[DATA LISTING — start]
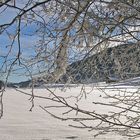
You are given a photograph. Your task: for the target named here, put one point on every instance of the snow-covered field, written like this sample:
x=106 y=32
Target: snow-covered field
x=18 y=123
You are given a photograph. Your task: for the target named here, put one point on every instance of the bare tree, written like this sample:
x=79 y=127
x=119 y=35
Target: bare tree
x=76 y=41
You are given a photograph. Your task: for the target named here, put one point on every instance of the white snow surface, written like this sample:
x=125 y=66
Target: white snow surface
x=18 y=123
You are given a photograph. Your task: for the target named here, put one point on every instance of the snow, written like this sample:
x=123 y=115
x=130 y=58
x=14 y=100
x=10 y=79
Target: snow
x=18 y=123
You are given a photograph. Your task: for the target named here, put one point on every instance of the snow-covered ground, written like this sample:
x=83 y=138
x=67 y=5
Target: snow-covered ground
x=18 y=123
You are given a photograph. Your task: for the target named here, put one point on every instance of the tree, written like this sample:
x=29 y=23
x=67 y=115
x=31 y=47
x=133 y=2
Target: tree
x=67 y=31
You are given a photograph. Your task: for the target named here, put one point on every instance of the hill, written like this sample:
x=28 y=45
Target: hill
x=121 y=62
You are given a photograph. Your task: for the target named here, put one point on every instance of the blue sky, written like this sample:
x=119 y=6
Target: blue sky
x=27 y=43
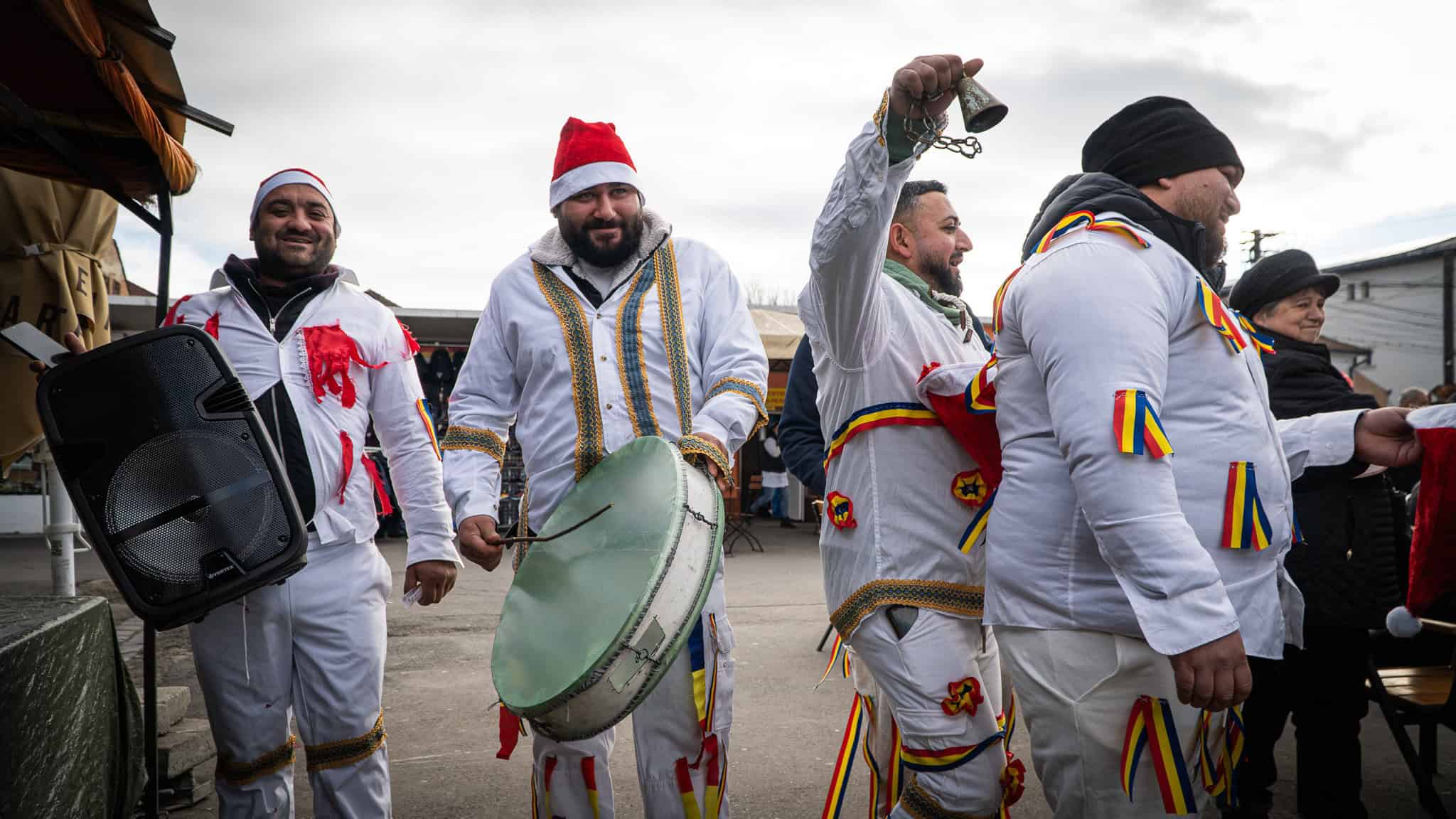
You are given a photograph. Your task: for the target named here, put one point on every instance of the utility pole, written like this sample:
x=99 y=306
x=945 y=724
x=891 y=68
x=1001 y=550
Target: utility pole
x=1449 y=341
x=1256 y=245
[DATA LISTING — finish]
# TASK BRIEF:
Among the lines above, count those containing the word "like" and write only the number.

# ANSWER TO THIS TASK:
9